[Coordinate annotation items]
start

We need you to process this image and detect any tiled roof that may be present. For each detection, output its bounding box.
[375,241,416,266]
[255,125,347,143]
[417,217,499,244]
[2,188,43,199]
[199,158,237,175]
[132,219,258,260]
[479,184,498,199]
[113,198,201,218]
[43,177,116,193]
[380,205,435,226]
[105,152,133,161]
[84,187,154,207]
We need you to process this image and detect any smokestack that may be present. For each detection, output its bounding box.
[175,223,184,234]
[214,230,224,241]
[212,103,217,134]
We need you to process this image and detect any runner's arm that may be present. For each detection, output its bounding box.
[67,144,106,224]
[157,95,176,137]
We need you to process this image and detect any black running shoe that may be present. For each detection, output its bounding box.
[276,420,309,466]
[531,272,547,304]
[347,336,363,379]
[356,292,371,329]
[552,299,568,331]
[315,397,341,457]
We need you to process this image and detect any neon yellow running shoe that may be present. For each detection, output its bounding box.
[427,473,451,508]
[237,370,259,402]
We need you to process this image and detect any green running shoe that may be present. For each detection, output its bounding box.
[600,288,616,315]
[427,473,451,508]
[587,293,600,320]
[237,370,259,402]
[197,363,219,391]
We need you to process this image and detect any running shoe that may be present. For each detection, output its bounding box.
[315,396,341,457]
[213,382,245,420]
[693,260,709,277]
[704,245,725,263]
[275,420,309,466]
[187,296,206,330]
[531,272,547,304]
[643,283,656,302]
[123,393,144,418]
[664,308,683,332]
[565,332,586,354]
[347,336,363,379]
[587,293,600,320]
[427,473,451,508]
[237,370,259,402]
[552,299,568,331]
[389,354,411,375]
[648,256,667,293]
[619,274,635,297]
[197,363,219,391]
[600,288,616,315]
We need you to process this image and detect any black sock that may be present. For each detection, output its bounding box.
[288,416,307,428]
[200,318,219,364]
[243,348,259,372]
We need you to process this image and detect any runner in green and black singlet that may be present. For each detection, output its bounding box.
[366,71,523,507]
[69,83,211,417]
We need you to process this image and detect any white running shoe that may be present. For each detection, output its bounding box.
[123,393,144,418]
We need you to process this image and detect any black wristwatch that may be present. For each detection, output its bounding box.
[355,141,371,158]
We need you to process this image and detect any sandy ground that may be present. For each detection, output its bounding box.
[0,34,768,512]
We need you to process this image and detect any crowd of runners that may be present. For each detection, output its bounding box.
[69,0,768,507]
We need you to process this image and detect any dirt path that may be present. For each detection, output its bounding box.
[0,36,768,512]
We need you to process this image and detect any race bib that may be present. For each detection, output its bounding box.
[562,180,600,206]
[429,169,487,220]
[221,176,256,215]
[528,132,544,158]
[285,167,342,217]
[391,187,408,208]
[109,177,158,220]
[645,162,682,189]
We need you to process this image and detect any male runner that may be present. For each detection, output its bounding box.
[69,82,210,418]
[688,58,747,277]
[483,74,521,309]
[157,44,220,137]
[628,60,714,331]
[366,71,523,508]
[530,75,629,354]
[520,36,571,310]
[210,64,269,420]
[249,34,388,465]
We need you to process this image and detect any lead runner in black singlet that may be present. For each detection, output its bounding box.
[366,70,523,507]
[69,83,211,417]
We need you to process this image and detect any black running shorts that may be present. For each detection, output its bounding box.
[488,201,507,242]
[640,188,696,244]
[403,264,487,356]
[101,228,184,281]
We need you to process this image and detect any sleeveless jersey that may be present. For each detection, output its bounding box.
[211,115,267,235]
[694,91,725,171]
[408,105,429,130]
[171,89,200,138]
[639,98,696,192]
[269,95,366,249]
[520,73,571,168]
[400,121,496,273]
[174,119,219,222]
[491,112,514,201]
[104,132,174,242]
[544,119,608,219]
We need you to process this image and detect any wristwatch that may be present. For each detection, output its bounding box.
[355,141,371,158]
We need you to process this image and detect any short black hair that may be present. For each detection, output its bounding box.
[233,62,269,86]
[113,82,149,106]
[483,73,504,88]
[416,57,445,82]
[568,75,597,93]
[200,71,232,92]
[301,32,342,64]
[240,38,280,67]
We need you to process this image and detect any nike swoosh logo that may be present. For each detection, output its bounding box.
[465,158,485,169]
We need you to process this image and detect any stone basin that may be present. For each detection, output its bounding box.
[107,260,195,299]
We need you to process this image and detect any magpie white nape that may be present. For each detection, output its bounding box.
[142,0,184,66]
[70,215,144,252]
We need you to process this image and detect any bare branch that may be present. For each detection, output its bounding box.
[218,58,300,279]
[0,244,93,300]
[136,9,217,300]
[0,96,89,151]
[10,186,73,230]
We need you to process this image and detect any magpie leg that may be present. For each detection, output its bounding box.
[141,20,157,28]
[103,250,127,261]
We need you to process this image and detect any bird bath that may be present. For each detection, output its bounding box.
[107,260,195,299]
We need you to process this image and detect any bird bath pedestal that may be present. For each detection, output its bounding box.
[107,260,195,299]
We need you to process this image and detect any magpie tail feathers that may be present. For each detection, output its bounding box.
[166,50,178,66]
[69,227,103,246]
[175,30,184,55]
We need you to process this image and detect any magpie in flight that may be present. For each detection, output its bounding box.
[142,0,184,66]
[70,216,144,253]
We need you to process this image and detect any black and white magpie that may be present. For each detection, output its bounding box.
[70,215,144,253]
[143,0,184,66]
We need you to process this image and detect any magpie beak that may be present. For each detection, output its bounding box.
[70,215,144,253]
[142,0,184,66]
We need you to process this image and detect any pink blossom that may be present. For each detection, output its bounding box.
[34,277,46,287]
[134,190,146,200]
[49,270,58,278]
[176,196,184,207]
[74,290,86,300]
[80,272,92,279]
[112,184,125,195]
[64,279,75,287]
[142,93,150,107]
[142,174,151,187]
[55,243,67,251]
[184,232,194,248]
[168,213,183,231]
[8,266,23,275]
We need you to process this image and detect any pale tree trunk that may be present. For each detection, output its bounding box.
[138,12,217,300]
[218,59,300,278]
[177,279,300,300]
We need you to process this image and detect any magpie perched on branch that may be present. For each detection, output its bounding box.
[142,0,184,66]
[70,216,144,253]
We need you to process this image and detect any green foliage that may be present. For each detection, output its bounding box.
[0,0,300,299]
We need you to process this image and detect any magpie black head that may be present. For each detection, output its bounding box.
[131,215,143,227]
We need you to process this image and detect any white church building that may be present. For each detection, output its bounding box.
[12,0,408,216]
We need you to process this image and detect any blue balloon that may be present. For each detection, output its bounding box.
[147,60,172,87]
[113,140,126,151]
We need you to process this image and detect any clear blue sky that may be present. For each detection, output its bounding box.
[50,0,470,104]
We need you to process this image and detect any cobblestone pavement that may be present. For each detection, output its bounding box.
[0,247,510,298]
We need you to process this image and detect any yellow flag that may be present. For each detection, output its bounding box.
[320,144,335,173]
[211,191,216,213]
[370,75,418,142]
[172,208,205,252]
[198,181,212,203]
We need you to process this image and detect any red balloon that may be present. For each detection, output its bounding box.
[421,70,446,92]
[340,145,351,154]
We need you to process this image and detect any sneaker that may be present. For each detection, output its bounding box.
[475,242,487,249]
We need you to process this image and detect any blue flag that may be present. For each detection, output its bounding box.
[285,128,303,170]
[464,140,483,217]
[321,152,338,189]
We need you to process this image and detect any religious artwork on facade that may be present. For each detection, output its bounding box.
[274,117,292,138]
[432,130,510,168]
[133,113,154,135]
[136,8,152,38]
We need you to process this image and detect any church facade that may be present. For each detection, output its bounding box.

end

#### Task requirements:
Count the lines in the items above that contain the string "balloon" with matching case, and reply with the number alone.

#### Complete response:
2